President Joe Biden honed in on his economic achievements Tuesday in his first speech since he announced he will seek a second term in the White House.

“Folks, it’s time to finish the job,” Biden said after listing his first term economic accomplishments. The line was followed by chants of “four more years!” from the union-member crowd.

Biden launched his reelection campaign with a video Tuesday morning, four years to the day after he announced he was running for president in the 2020 cycle. Much has changed in the country since his last bid, as former President Donald Trump is no longer in the Oval Office, the world emerged from the worst of the coronavirus pandemic and Biden as an incumbent no longer faces nearly two dozen Democratic opponents.

Still, Biden’s pitch remains largely the same: he argues that a time of uncertainty and division, the country needs an experienced leader at the helm. The president’s launch video Tuesday showed clips of the Jan. 6 attack on the U.S. Capitol, and he said fighting for U.S. democracy and personal freedoms has “been the work of my first term.” Last time around, he made a similar argument about uniting the country while leaning into the white supremacy rally in Charlottesville.

But Biden also plans to make the economy central to his pitch, starting with his speech to the North America’s Building Trades Unions labor federation Tuesday at the Washington, D.C. Hilton hotel. As voters often judge incumbent presidents on economic conditions, Biden outlined what he considers the economic wins of his first term, like the Bipartisan Infrastructure Law.

“Under my predecessor, infrastructure became a punchline,” Biden said. “On my watch, infrastructure’s become a decade headline.”

Biden's second term would be a lot of unfinished business, says Stifel's Gardner

Even before the coronavirus pandemic sent markets spiraling and put millions of Americans out of work, Biden had campaigned on building a more equitable system centered on a robust middle class. The U.S. economy has added millions of jobs during Biden’s first term, but overall it offers mixed indicators for the president.

Unemployment earlier this year was at a nearly 54-year low, but elevated inflation is still burdening consumers with high costs even as it starts to ease.

“There are a lot of folks who look at the economy through the eyes of Wall Street, I’m not one of them,” Biden said.

● Your tasks:
- 1) According to the article, why did Biden list what he sees as the economic wins of his first term? Answer in one to three sentences.
- 2) Print everything in the article from "Biden's second term" down to "it starts to ease.".
Use only the article itself to respond.

● Supplied material:
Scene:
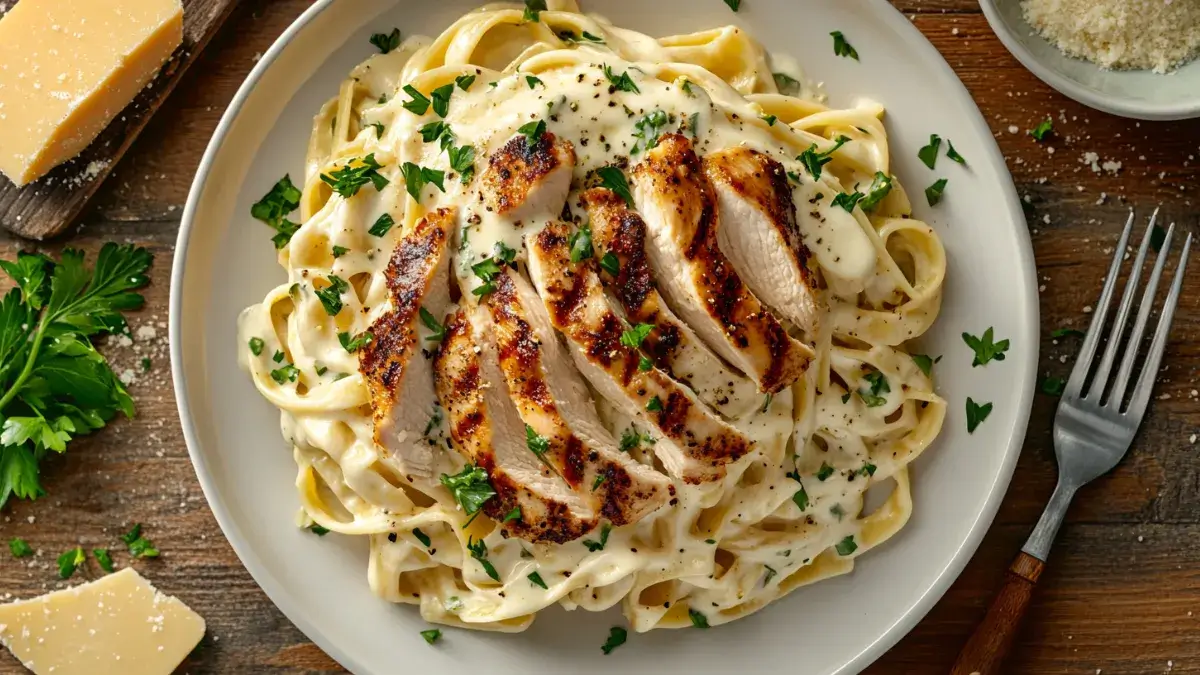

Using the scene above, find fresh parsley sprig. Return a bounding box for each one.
[0,243,152,507]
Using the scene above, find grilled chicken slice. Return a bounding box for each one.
[527,222,750,483]
[484,269,674,525]
[582,187,761,419]
[634,133,815,393]
[480,132,575,227]
[703,147,821,336]
[359,209,455,482]
[434,309,598,543]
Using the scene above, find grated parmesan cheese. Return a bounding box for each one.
[1021,0,1200,73]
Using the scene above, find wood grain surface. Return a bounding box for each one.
[0,0,1200,675]
[0,0,238,239]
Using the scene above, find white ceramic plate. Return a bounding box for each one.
[979,0,1200,120]
[170,0,1038,675]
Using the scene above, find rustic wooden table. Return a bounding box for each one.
[0,0,1200,675]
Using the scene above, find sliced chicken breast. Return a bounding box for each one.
[632,133,815,393]
[703,147,822,336]
[484,269,674,525]
[359,209,455,482]
[582,187,762,419]
[480,132,575,227]
[527,222,750,483]
[434,309,598,543]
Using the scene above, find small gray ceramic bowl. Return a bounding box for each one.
[979,0,1200,120]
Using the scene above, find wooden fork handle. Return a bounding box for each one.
[950,551,1045,675]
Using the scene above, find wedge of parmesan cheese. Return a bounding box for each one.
[0,567,204,675]
[0,0,184,185]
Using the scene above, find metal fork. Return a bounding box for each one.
[950,209,1192,675]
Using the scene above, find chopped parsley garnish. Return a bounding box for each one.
[858,370,892,408]
[250,175,300,249]
[817,462,833,483]
[418,307,446,342]
[320,153,391,198]
[568,225,595,263]
[967,396,991,434]
[121,522,158,557]
[583,522,612,552]
[271,364,300,384]
[430,83,454,118]
[467,537,500,581]
[521,0,546,23]
[371,28,400,54]
[829,30,858,61]
[796,136,850,180]
[526,424,550,461]
[834,534,858,556]
[59,546,88,579]
[925,178,949,207]
[439,464,496,515]
[91,549,114,572]
[596,167,634,207]
[404,84,430,115]
[400,162,446,202]
[1030,118,1054,141]
[367,214,396,237]
[517,120,546,148]
[600,626,629,655]
[600,251,620,276]
[337,330,374,354]
[8,537,34,557]
[316,274,350,316]
[604,64,642,94]
[946,138,967,166]
[620,323,654,350]
[772,72,800,96]
[629,110,668,155]
[413,527,433,548]
[962,327,1008,368]
[1042,377,1067,396]
[917,133,942,168]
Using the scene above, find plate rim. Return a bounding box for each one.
[168,0,1040,675]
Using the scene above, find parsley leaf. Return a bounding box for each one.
[967,396,991,434]
[121,522,158,557]
[829,30,858,61]
[604,64,642,94]
[320,153,391,198]
[439,464,496,515]
[59,546,88,579]
[962,327,1008,368]
[596,167,634,207]
[248,175,300,247]
[600,624,628,655]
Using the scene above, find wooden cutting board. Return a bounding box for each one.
[0,0,238,239]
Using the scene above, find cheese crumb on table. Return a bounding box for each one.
[1021,0,1200,73]
[0,567,204,675]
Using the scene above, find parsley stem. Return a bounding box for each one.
[0,309,50,411]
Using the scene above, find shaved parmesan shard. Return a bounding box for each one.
[0,567,204,675]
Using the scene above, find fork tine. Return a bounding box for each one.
[1087,209,1158,402]
[1126,234,1192,422]
[1066,211,1137,396]
[1108,222,1175,410]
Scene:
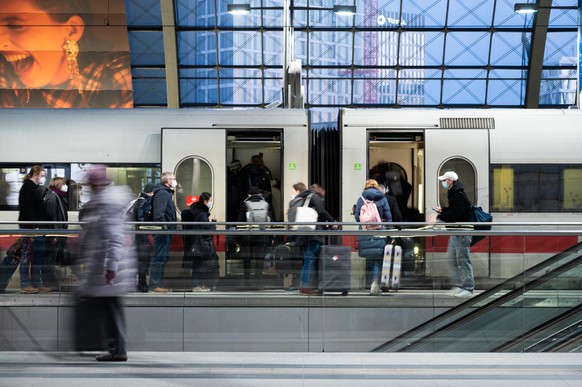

● Task results:
- 1) Biden listed his economic wins, such as the Bipartisan Infrastructure Law, because voters often judge incumbent presidents on economic conditions.

- 2)
Biden's second term would be a lot of unfinished business, says Stifel's Gardner

Even before the coronavirus pandemic sent markets spiraling and put millions of Americans out of work, Biden had campaigned on building a more equitable system centered on a robust middle class. The U.S. economy has added millions of jobs during Biden’s first term, but overall it offers mixed indicators for the president.

Unemployment earlier this year was at a nearly 54-year low, but elevated inflation is still burdening consumers with high costs even as it starts to ease.